Rewrite the data below, replacing "vertex" with "corner" and changing nothing else. Leave the pictures out of your answer.
_ _ _
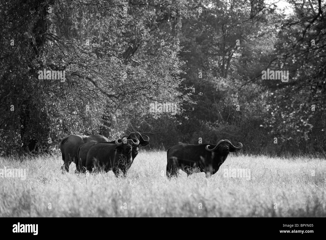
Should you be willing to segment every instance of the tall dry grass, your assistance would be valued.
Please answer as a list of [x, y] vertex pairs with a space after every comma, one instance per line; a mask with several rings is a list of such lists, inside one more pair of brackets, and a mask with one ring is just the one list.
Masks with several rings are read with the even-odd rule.
[[[324, 160], [230, 154], [211, 178], [171, 180], [164, 152], [142, 151], [125, 178], [77, 175], [74, 164], [62, 174], [62, 163], [59, 154], [0, 158], [0, 168], [27, 169], [25, 180], [0, 179], [0, 216], [326, 216]], [[250, 179], [225, 177], [229, 168], [250, 169]]]

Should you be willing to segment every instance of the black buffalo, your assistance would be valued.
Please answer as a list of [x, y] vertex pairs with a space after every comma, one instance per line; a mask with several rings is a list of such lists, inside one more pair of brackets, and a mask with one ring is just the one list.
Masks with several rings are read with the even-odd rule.
[[[77, 155], [78, 156], [78, 166], [77, 166], [75, 172], [76, 173], [81, 172], [84, 173], [86, 170], [86, 161], [87, 158], [87, 153], [88, 151], [93, 146], [98, 143], [104, 144], [119, 144], [122, 141], [122, 139], [119, 138], [111, 142], [103, 142], [96, 141], [91, 141], [85, 144], [83, 144], [78, 149]], [[138, 151], [138, 148], [133, 146], [132, 151]]]
[[65, 170], [69, 171], [69, 166], [72, 162], [76, 164], [77, 167], [78, 165], [78, 149], [83, 144], [92, 140], [109, 141], [108, 138], [99, 135], [92, 136], [71, 135], [61, 140], [60, 142], [60, 150], [64, 161], [63, 165], [61, 168], [63, 172]]
[[[144, 139], [144, 137], [145, 137], [146, 140]], [[136, 146], [137, 148], [135, 148], [134, 150], [133, 149], [131, 155], [132, 157], [132, 161], [134, 161], [135, 158], [137, 156], [139, 151], [139, 148], [140, 145], [145, 146], [149, 143], [149, 137], [146, 135], [141, 135], [139, 132], [132, 132], [129, 134], [128, 136], [126, 135], [122, 137], [122, 139], [123, 139], [126, 138], [127, 139], [132, 139], [132, 138], [137, 138], [139, 140], [139, 144], [137, 146]]]
[[[145, 137], [146, 140], [144, 139]], [[137, 146], [133, 146], [131, 152], [132, 162], [134, 161], [135, 158], [139, 152], [139, 148], [141, 145], [142, 146], [145, 146], [149, 143], [149, 137], [146, 135], [142, 135], [139, 132], [132, 132], [129, 135], [125, 135], [122, 138], [122, 139], [127, 139], [137, 138], [139, 141], [139, 143]], [[91, 147], [98, 143], [110, 143], [116, 144], [116, 141], [113, 140], [111, 142], [104, 142], [103, 141], [93, 141], [85, 143], [79, 147], [78, 150], [77, 156], [78, 156], [78, 165], [77, 166], [76, 172], [84, 173], [86, 170], [86, 164], [87, 153]], [[121, 141], [121, 140], [120, 140]]]
[[97, 143], [87, 153], [86, 169], [90, 172], [100, 170], [107, 172], [112, 170], [115, 176], [125, 176], [132, 163], [133, 146], [138, 145], [137, 139], [125, 139], [115, 144]]
[[230, 152], [242, 148], [241, 143], [235, 147], [227, 139], [220, 140], [216, 145], [175, 145], [168, 150], [167, 176], [177, 177], [179, 169], [188, 176], [195, 172], [205, 172], [207, 177], [211, 176], [218, 170]]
_ _ _
Output for this exercise
Should you be willing to segment every instance of the tall dry grass, your assistance would be valued.
Please answer as a list of [x, y] corner pairs with a space after every comma, one instance per line; a mask with several rings is a list of such lists, inside one more pair of brackets, and a mask with one ring is just the one list.
Masks with several rings are read with the even-odd rule.
[[[324, 160], [230, 154], [211, 178], [171, 180], [164, 152], [142, 151], [125, 178], [77, 175], [74, 164], [62, 174], [62, 163], [59, 154], [0, 158], [0, 168], [27, 169], [25, 180], [0, 179], [0, 216], [326, 216]], [[250, 179], [225, 177], [229, 168], [250, 169]]]

Should you be willing to segment every instance of the black buffalo, your assistance would be valued.
Please answer as a list of [x, y] corner pairs with a space after every comma, one instance per line; a mask with several rings is a list of such lists, inside one more pair of brackets, and a mask with one ring is just the one list.
Masks with several rings are read with the even-odd rule.
[[[77, 155], [78, 156], [78, 166], [77, 166], [75, 172], [76, 173], [81, 172], [84, 173], [86, 170], [86, 161], [87, 158], [87, 153], [88, 151], [93, 146], [98, 143], [104, 144], [119, 144], [122, 141], [122, 139], [119, 138], [111, 142], [103, 142], [96, 141], [91, 141], [85, 144], [83, 144], [78, 149]], [[138, 151], [138, 148], [133, 146], [132, 151]]]
[[65, 170], [69, 171], [69, 166], [72, 162], [76, 164], [77, 167], [78, 165], [78, 149], [83, 144], [92, 140], [109, 141], [108, 138], [99, 135], [92, 136], [71, 135], [61, 140], [60, 142], [60, 150], [64, 161], [63, 165], [61, 168], [63, 172]]
[[[144, 139], [144, 137], [145, 137], [146, 140]], [[136, 146], [137, 148], [135, 148], [134, 150], [133, 149], [131, 155], [132, 157], [132, 161], [134, 161], [135, 158], [137, 156], [139, 151], [139, 148], [140, 145], [145, 146], [149, 143], [149, 137], [146, 135], [141, 135], [139, 132], [132, 132], [129, 134], [128, 136], [126, 135], [122, 137], [122, 139], [123, 139], [126, 138], [127, 139], [132, 139], [132, 138], [137, 138], [139, 140], [139, 144], [137, 146]]]
[[[145, 137], [146, 140], [144, 139]], [[137, 146], [133, 146], [131, 152], [132, 162], [134, 161], [135, 158], [139, 152], [139, 148], [141, 145], [142, 146], [145, 146], [149, 143], [149, 137], [146, 135], [142, 135], [139, 132], [132, 132], [129, 135], [125, 135], [122, 138], [122, 139], [127, 139], [137, 138], [139, 141], [139, 143]], [[91, 147], [98, 143], [110, 143], [116, 144], [116, 141], [113, 140], [111, 142], [104, 142], [103, 141], [93, 141], [85, 143], [79, 147], [78, 150], [77, 156], [78, 156], [78, 165], [77, 166], [76, 172], [84, 173], [86, 170], [86, 164], [87, 153]], [[121, 141], [121, 140], [120, 140]]]
[[97, 143], [87, 153], [86, 169], [90, 172], [100, 170], [107, 172], [112, 170], [115, 176], [125, 176], [132, 163], [133, 146], [138, 145], [137, 139], [125, 139], [115, 144]]
[[230, 152], [242, 148], [241, 143], [235, 147], [227, 139], [220, 140], [216, 145], [175, 145], [168, 150], [167, 176], [177, 177], [179, 169], [188, 176], [195, 172], [205, 172], [207, 177], [211, 176], [218, 170]]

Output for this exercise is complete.